■ The request: Render every line in the rows below as a JSON list of strings, with one string per line and blank lines omitted.

■ Exercise material:

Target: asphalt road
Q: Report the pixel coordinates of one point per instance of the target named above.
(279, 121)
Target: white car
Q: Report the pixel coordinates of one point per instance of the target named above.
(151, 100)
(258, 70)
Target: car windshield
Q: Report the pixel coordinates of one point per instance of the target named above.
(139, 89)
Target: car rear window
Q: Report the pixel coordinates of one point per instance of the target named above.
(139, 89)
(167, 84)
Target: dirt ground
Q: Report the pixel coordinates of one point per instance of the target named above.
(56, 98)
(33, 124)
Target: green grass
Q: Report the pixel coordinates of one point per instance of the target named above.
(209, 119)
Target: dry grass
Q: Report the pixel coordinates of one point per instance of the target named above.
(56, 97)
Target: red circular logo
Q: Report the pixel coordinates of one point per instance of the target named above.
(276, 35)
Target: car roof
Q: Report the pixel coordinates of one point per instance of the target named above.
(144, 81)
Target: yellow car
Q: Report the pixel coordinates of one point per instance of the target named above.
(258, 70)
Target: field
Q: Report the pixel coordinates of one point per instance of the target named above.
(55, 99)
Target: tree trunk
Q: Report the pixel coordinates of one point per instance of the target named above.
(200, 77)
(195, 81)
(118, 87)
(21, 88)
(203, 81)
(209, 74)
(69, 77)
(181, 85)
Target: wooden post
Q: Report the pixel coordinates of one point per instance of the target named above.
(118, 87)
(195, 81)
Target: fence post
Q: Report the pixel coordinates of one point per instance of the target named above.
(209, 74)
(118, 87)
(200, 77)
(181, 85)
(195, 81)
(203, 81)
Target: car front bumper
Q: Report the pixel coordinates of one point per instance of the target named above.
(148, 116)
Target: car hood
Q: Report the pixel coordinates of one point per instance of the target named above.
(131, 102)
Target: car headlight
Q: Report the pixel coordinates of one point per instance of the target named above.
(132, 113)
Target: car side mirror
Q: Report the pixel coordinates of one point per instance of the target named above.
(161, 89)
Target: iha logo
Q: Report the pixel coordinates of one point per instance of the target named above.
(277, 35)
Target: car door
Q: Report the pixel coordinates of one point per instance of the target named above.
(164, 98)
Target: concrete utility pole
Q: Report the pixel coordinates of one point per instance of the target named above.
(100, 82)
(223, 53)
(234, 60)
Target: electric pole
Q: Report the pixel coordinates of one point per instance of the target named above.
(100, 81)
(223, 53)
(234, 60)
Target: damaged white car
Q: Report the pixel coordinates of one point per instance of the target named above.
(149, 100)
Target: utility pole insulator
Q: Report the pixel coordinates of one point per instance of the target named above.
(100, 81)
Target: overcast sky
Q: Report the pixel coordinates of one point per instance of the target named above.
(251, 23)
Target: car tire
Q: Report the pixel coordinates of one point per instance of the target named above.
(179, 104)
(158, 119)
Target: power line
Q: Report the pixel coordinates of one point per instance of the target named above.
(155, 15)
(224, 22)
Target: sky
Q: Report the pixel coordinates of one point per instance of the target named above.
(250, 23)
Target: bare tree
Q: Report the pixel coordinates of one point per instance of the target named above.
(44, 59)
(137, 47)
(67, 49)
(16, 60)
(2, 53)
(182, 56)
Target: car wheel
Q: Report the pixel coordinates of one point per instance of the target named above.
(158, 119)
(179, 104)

■ Output for this task:
[
  "Target: asphalt road",
  "Q: Report the pixel coordinates of one point per instance of the target named above.",
  "(279, 121)",
  "Target: white car",
  "Q: Report the pixel coordinates of one point per instance of the target named above.",
  "(151, 100)",
  "(258, 70)",
  "Target: car windshield",
  "Q: Report the pixel coordinates of one point per instance of the target named above.",
  "(139, 89)",
  "Target: car rear window",
  "Q: Report the pixel coordinates of one point per instance of the target named above.",
  "(139, 89)",
  "(167, 84)",
  "Target: dirt ground",
  "Q: Report the pixel coordinates of one point per instance of the target named above.",
  "(56, 98)",
  "(33, 124)",
  "Target: green grass",
  "Q: Report the pixel coordinates of one point per instance of the target named above.",
  "(209, 119)",
  "Target: dry grass",
  "Q: Report the pixel coordinates of one point per instance of the target named above.",
  "(56, 97)",
  "Target: red circular logo",
  "Q: Report the pixel coordinates of one point per instance of the target named above.",
  "(276, 35)",
  "Target: car roof",
  "Q: Report the pixel coordinates of one point per instance of the target named above.",
  "(144, 81)",
  "Target: yellow car",
  "Q: Report the pixel coordinates of one point per instance of the target named above.",
  "(258, 70)",
  "Target: field",
  "Q: Report the pixel coordinates of one point per instance of the target named above.",
  "(55, 99)",
  "Target: tree trunk",
  "Q: Report the pixel coordinates of one point per instance of the target named above.",
  "(200, 77)",
  "(195, 81)",
  "(118, 87)",
  "(21, 88)",
  "(203, 81)",
  "(209, 74)",
  "(69, 77)",
  "(181, 85)",
  "Target: wooden post",
  "Q: Report the pixel coordinates of one point per instance of the target named above.",
  "(118, 87)",
  "(195, 81)",
  "Target: fence post",
  "Q: Report the pixel coordinates of one point per instance of the target named above.",
  "(209, 74)",
  "(118, 87)",
  "(200, 77)",
  "(181, 85)",
  "(195, 81)",
  "(203, 81)",
  "Target: car front bumper",
  "Q: Report the pixel coordinates of one point per instance of the target named above.",
  "(148, 116)",
  "Target: car hood",
  "Q: Report the pixel coordinates of one point per instance of the target named above.",
  "(131, 102)",
  "Target: car headlight",
  "Q: Report the pixel coordinates of one point per instance of the target named above.",
  "(132, 113)",
  "Target: car side mirror",
  "Q: Report the pixel coordinates of one point per instance of the target named above.",
  "(161, 89)",
  "Target: iha logo",
  "Q: Report the pixel coordinates of one point per instance of the target named above.",
  "(277, 35)",
  "Target: car door",
  "Q: Report the pixel coordinates of one point per instance of the target named above.",
  "(164, 98)",
  "Target: concrete utility pole",
  "Q: Report the pixel coordinates of one point per instance of the target named above.",
  "(100, 82)",
  "(223, 53)",
  "(234, 60)",
  "Target: electric pole",
  "Q: Report the pixel coordinates of one point per instance of the target named above.",
  "(100, 81)",
  "(223, 53)",
  "(234, 60)",
  "Target: damaged white car",
  "Q: Report the pixel coordinates of one point per instance of the target named above.",
  "(149, 100)",
  "Target: utility pole insulator",
  "Q: Report the pixel coordinates of one point per instance of the target named above.",
  "(100, 81)",
  "Target: overcast sky",
  "Q: Report the pixel coordinates of one point per instance of the target named above.",
  "(251, 23)",
  "Target: car tire",
  "Q: Report the pixel coordinates of one point per instance of the target named above.",
  "(179, 104)",
  "(158, 119)",
  "Target: power line",
  "Q: Report the pixel coordinates of one point per instance of the target named above.",
  "(155, 15)",
  "(224, 22)",
  "Target: sky",
  "Q: Report the pixel coordinates of one point per instance of the target named above.",
  "(250, 23)",
  "Target: bare tree",
  "Q: Report the pixel coordinates of one point per instance of the target named above.",
  "(44, 59)",
  "(137, 47)",
  "(67, 49)",
  "(16, 60)",
  "(2, 53)",
  "(182, 56)",
  "Target: car wheel",
  "Q: Report the pixel coordinates of one point per instance of the target named above.",
  "(158, 119)",
  "(179, 104)"
]